─── DATASET EXTRACT
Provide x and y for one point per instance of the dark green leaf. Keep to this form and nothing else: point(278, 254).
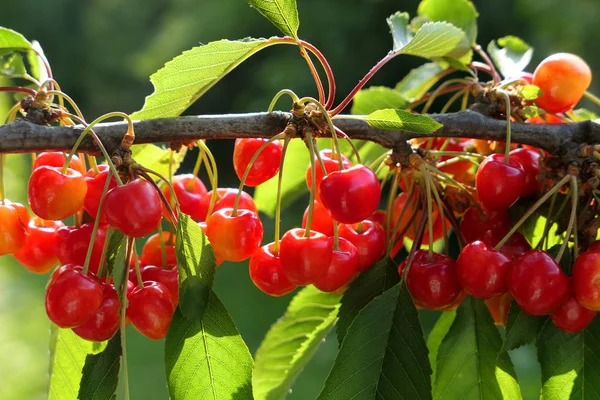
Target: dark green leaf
point(292, 341)
point(282, 13)
point(369, 284)
point(521, 328)
point(188, 76)
point(383, 355)
point(196, 263)
point(469, 364)
point(570, 363)
point(207, 358)
point(100, 373)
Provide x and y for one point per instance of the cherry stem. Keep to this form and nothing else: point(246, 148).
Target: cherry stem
point(532, 209)
point(572, 220)
point(279, 191)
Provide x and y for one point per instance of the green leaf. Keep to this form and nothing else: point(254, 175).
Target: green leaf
point(292, 341)
point(460, 13)
point(369, 284)
point(570, 362)
point(512, 57)
point(375, 98)
point(383, 355)
point(402, 120)
point(196, 263)
point(100, 374)
point(521, 328)
point(188, 76)
point(282, 13)
point(469, 364)
point(207, 358)
point(68, 354)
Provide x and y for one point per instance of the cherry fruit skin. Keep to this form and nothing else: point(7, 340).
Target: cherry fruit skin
point(72, 298)
point(105, 322)
point(537, 283)
point(369, 239)
point(234, 237)
point(572, 317)
point(563, 79)
point(432, 283)
point(134, 208)
point(267, 273)
point(498, 184)
point(350, 195)
point(266, 164)
point(482, 271)
point(54, 195)
point(151, 310)
point(305, 259)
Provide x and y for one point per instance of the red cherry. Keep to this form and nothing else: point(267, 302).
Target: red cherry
point(134, 208)
point(151, 310)
point(482, 271)
point(267, 273)
point(95, 182)
point(72, 245)
point(537, 283)
point(432, 282)
point(563, 79)
point(305, 259)
point(39, 252)
point(152, 253)
point(342, 268)
point(54, 195)
point(498, 184)
point(71, 297)
point(369, 240)
point(350, 195)
point(321, 222)
point(105, 322)
point(266, 164)
point(234, 237)
point(189, 190)
point(571, 317)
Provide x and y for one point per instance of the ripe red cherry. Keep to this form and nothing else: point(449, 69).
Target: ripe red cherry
point(71, 297)
point(350, 195)
point(322, 220)
point(266, 164)
point(498, 184)
point(432, 282)
point(72, 245)
point(152, 253)
point(482, 271)
point(563, 79)
point(586, 280)
point(57, 159)
point(39, 252)
point(571, 317)
point(369, 240)
point(537, 283)
point(95, 182)
point(342, 268)
point(151, 310)
point(267, 273)
point(189, 190)
point(12, 228)
point(105, 322)
point(234, 237)
point(54, 195)
point(305, 259)
point(134, 208)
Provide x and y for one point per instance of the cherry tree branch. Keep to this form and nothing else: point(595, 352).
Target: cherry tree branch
point(24, 137)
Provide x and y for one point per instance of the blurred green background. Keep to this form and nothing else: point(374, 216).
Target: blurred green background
point(102, 53)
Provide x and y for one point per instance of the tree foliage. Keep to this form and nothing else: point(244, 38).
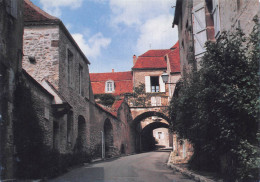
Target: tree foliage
point(217, 107)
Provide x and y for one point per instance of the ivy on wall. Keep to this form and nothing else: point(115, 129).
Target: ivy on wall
point(217, 107)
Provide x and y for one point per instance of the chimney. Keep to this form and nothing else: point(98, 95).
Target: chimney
point(134, 59)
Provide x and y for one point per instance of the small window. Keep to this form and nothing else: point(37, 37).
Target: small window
point(70, 64)
point(155, 84)
point(160, 135)
point(81, 80)
point(156, 101)
point(11, 7)
point(46, 113)
point(110, 86)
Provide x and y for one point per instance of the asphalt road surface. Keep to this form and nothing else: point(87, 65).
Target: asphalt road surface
point(145, 167)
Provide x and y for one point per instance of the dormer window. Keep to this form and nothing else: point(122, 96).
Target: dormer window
point(110, 86)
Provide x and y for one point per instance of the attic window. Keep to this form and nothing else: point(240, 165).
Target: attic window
point(32, 59)
point(109, 86)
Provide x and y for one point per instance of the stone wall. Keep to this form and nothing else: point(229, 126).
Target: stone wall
point(41, 44)
point(41, 104)
point(121, 129)
point(49, 46)
point(11, 31)
point(185, 37)
point(238, 13)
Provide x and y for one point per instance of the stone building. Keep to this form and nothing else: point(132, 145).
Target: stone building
point(149, 105)
point(53, 59)
point(11, 32)
point(200, 20)
point(117, 84)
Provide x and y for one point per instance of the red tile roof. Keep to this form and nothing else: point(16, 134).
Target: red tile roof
point(174, 58)
point(114, 108)
point(34, 13)
point(150, 63)
point(123, 82)
point(155, 53)
point(155, 59)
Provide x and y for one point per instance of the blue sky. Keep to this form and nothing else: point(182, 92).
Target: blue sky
point(110, 32)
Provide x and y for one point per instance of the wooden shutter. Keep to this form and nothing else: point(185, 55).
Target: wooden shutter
point(215, 12)
point(153, 101)
point(14, 8)
point(158, 101)
point(199, 28)
point(162, 85)
point(147, 84)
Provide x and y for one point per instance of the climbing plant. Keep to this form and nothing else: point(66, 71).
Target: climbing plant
point(217, 107)
point(105, 99)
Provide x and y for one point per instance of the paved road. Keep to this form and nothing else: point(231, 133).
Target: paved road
point(145, 167)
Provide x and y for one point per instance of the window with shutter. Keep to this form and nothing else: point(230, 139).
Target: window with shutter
point(153, 101)
point(14, 8)
point(109, 86)
point(199, 29)
point(162, 85)
point(216, 19)
point(147, 84)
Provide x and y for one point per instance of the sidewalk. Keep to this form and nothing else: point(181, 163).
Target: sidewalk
point(182, 168)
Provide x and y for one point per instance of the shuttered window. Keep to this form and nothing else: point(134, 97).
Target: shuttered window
point(147, 84)
point(11, 7)
point(199, 28)
point(14, 8)
point(109, 86)
point(216, 19)
point(162, 84)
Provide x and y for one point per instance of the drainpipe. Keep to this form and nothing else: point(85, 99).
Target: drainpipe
point(103, 145)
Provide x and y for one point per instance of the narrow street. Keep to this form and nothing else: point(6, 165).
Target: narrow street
point(145, 167)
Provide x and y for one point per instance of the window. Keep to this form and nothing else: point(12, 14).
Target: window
point(160, 135)
point(199, 29)
point(215, 12)
point(109, 86)
point(69, 126)
point(11, 7)
point(70, 64)
point(156, 101)
point(155, 84)
point(46, 113)
point(81, 80)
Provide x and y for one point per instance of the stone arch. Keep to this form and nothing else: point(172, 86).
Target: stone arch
point(143, 136)
point(147, 114)
point(81, 138)
point(108, 137)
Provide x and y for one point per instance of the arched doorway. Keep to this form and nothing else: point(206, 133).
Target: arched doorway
point(109, 139)
point(144, 126)
point(81, 138)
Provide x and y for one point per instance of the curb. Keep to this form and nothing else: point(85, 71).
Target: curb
point(188, 173)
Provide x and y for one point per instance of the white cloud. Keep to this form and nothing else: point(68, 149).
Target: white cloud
point(157, 33)
point(92, 47)
point(135, 12)
point(53, 6)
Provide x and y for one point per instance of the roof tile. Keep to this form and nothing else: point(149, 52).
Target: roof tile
point(123, 82)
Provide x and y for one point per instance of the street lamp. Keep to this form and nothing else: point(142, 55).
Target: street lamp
point(165, 77)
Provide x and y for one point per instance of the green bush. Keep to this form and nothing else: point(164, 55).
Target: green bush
point(105, 99)
point(34, 159)
point(217, 107)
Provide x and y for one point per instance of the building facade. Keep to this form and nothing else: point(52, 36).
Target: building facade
point(11, 32)
point(199, 21)
point(145, 92)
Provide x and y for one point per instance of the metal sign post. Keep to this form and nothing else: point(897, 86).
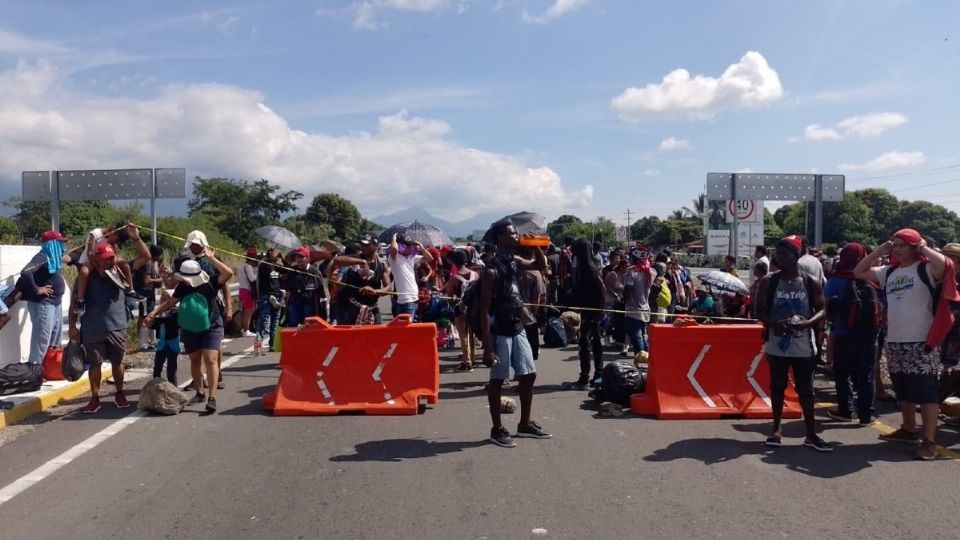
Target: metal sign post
point(783, 187)
point(104, 185)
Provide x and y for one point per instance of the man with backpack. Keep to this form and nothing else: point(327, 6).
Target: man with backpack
──────
EXERCISE REQUIREMENTS:
Sift through the entries and copy every line with "backpack".

EXERCISE OUTPUT:
Provide x and y for one point per instance of the man with backpack. Keep to this form and nothing else: point(327, 6).
Target: man with backpack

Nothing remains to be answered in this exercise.